2.11 Interactive and 3-D Plots | Plotly

Interactive Plots | plotly

# install.packages("plotly")
library(ggthemes)
library(plotly)
## 
## Attaching package: 'plotly'
## The following object is masked from 'package:ggplot2':
## 
##     last_plot
## The following object is masked from 'package:stats':
## 
##     filter
## The following object is masked from 'package:graphics':
## 
##     layout
p = mpg %>%
  ggplot(aes(x=hwy,y=cty)) +
  geom_point(position="jitter") + ggtitle("City MPG v. Highway MPG") + theme_excel()

ggplotly()
p = mpg[mpg$class=="compact",] %>%
  ggplot(aes(x=cty,fill=drv)) +
  geom_histogram(color="blue")

ggplotly()
## `stat_bin()` using `bins = 30`. Pick better value with `binwidth`.

Student Data

#generate the data
age <- c(22,21,24,19,20,23)
yrs_math_ed <- c(4,5,2,5,3,5)
names <- c("Mary","Martha","Kim","Kristen","Amy","Sam")
subject <- c("English","Math","Socialogy","Math","Music","Dance")
df3 <- data.frame(Age=age, Years=yrs_math_ed, Name=names, Subject=subject)

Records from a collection

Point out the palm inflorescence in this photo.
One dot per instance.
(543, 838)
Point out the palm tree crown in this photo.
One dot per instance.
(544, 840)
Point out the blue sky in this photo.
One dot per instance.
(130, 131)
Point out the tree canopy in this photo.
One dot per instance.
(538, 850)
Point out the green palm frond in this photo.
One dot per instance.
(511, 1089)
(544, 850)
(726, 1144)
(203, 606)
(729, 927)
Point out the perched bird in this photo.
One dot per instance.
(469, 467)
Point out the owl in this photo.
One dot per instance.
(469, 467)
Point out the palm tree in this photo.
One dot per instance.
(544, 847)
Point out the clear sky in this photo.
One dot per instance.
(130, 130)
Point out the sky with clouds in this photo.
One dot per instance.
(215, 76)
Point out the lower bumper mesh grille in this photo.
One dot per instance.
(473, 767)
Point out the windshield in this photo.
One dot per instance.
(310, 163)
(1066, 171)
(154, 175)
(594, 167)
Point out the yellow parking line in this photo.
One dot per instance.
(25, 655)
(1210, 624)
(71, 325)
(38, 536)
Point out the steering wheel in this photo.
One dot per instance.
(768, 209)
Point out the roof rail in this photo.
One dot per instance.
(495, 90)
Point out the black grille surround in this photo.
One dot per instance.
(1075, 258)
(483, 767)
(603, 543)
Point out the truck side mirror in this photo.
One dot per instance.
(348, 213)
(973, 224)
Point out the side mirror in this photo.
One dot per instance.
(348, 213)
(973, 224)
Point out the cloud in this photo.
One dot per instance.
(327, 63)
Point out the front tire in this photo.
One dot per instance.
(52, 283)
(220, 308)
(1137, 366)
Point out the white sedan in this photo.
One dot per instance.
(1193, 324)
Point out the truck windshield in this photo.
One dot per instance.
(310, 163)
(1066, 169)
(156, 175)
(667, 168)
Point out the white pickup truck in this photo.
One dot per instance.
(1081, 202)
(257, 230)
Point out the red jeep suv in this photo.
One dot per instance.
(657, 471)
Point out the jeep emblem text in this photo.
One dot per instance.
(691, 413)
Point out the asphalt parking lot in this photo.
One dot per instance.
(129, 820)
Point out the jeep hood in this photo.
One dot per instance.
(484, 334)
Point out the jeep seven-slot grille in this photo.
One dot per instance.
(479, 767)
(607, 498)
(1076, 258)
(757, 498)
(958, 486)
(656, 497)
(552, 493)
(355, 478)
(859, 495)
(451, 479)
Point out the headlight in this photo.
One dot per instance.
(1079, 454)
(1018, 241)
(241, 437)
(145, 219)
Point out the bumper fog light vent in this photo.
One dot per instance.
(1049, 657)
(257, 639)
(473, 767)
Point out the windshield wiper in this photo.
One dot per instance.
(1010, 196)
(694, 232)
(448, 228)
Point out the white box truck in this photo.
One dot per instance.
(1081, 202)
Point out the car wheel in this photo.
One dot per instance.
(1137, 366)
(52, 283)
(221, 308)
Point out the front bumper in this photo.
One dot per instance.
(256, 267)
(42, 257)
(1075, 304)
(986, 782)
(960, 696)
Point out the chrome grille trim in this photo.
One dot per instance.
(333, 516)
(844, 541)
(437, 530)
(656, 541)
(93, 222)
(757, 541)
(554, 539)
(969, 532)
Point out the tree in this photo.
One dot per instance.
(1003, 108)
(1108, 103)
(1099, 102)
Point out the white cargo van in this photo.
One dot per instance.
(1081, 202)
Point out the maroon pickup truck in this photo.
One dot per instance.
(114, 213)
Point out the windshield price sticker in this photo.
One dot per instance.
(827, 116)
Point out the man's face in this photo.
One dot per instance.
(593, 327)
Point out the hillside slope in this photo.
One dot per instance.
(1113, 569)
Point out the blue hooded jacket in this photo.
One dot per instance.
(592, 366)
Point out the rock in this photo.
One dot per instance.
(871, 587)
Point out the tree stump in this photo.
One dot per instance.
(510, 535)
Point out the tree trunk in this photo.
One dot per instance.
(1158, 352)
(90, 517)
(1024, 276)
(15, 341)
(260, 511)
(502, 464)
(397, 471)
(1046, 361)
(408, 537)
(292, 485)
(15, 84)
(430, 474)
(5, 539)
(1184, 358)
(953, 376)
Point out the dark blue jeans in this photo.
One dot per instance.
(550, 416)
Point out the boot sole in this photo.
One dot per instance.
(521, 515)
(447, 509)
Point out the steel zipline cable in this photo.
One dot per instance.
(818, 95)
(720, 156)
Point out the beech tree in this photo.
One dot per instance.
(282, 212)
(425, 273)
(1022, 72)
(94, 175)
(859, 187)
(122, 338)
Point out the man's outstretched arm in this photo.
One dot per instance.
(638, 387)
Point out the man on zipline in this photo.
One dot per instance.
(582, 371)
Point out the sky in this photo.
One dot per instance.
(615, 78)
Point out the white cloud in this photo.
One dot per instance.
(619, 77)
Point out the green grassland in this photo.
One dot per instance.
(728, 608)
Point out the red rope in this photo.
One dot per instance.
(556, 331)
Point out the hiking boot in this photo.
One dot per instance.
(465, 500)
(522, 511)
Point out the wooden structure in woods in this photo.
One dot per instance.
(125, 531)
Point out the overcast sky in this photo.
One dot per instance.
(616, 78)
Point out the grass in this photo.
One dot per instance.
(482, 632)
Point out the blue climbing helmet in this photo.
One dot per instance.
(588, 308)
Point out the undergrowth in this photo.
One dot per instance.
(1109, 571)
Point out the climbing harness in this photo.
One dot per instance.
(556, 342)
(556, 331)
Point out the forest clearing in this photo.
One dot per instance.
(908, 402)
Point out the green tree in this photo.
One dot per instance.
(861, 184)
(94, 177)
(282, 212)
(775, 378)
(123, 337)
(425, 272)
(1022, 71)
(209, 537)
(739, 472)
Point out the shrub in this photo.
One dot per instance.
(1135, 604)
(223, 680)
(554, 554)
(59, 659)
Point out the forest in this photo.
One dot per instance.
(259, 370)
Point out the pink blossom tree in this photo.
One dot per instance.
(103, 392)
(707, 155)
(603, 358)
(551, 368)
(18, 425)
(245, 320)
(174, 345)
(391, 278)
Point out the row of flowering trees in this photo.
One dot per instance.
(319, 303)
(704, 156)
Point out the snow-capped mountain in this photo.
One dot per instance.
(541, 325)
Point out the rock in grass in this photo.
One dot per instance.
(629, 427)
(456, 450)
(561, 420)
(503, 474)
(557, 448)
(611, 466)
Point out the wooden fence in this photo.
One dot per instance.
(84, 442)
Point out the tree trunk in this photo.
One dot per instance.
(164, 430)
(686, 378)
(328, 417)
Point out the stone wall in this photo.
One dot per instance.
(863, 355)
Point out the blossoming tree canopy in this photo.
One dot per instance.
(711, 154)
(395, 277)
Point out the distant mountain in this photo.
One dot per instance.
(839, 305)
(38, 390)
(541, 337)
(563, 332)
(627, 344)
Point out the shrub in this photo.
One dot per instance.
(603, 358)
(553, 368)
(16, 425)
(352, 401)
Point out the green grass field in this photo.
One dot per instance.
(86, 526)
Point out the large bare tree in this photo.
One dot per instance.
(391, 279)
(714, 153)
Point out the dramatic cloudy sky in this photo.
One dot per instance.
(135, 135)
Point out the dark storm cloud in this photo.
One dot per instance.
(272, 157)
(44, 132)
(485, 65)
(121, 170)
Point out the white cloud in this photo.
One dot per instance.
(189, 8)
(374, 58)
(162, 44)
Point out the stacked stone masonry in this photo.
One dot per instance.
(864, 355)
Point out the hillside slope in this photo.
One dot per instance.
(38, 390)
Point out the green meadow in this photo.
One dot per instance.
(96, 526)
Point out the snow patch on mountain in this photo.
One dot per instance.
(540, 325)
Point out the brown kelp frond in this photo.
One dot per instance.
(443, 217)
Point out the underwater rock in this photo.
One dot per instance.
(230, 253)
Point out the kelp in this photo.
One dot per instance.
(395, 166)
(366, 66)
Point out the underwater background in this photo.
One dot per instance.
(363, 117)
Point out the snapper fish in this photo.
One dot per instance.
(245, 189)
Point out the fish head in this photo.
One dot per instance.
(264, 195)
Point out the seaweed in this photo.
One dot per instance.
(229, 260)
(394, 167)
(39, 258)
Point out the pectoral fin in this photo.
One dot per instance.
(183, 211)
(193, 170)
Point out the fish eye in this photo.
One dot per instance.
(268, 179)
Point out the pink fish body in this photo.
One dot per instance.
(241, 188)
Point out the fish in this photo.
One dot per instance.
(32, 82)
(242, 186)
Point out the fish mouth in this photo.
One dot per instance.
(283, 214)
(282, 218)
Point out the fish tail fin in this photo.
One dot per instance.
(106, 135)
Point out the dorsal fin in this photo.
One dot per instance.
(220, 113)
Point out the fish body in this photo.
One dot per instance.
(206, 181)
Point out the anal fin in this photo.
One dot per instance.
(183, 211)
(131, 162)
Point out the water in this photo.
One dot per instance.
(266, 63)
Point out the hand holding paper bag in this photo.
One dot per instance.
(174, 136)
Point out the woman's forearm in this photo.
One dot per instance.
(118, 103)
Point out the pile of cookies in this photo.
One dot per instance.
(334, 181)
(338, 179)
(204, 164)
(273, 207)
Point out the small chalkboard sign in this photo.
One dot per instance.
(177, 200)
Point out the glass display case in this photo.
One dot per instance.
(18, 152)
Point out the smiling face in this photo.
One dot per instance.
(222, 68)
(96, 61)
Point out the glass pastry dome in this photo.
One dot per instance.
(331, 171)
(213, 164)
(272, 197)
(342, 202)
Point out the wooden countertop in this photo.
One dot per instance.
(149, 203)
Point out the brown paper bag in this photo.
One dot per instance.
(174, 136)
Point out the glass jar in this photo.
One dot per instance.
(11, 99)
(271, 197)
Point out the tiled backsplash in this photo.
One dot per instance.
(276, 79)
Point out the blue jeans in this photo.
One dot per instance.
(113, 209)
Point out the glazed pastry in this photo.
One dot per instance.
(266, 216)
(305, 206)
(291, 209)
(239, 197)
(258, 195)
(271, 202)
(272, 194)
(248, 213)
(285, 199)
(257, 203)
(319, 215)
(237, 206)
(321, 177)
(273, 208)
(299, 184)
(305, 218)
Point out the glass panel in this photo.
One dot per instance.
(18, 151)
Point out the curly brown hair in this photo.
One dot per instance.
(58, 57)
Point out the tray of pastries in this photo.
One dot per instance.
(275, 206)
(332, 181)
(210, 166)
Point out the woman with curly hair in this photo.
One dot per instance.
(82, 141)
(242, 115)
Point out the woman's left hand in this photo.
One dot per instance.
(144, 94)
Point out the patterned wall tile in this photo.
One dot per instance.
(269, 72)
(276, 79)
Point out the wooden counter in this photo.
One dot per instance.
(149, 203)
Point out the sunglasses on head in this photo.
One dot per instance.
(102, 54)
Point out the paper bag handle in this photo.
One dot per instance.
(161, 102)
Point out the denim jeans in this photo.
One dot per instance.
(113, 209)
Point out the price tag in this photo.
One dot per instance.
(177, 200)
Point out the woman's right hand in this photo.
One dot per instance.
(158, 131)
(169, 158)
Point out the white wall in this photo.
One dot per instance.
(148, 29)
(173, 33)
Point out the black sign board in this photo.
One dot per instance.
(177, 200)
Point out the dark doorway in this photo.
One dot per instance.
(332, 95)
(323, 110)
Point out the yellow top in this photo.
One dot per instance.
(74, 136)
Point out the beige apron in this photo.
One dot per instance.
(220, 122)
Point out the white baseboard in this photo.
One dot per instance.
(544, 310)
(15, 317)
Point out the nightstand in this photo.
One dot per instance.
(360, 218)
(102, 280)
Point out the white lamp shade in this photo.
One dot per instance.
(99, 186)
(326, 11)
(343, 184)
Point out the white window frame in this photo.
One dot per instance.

OBJECTIVE:
Reproduce everything in the interactive plots excerpt from "#generate the data" down to "Years=yrs_math_ed, Name=names, Subject=subject)", putting "years_math" wherever "yrs_math_ed" appears.

RESULT OF THE TASK:
#generate the data
age <- c(22,21,24,19,20,23)
years_math <- c(4,5,2,5,3,5)
names <- c("Mary","Martha","Kim","Kristen","Amy","Sam")
subject <- c("English","Math","Socialogy","Math","Music","Dance")
df3 <- data.frame(Age=age, Years=years_math, Name=names, Subject=subject)